━━━ Data listing

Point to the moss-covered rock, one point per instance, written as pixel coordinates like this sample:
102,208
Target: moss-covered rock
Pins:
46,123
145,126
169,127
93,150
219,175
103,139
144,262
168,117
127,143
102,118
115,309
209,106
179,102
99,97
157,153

━━━━━━

Aim of the task >> Reproduce the items above with "moss-covered rock" switched to "lichen-covered stone" at every occurrence. Leave every other word, line, and number unchanged.

Final result >>
Point to the lichen-covered stone, one point per instance, written as pixel coordinates like this sample:
102,208
Target: lichen-covered stone
Pins:
46,123
145,126
169,127
93,150
219,175
103,139
144,262
168,117
127,143
102,118
115,309
209,106
179,102
99,97
157,153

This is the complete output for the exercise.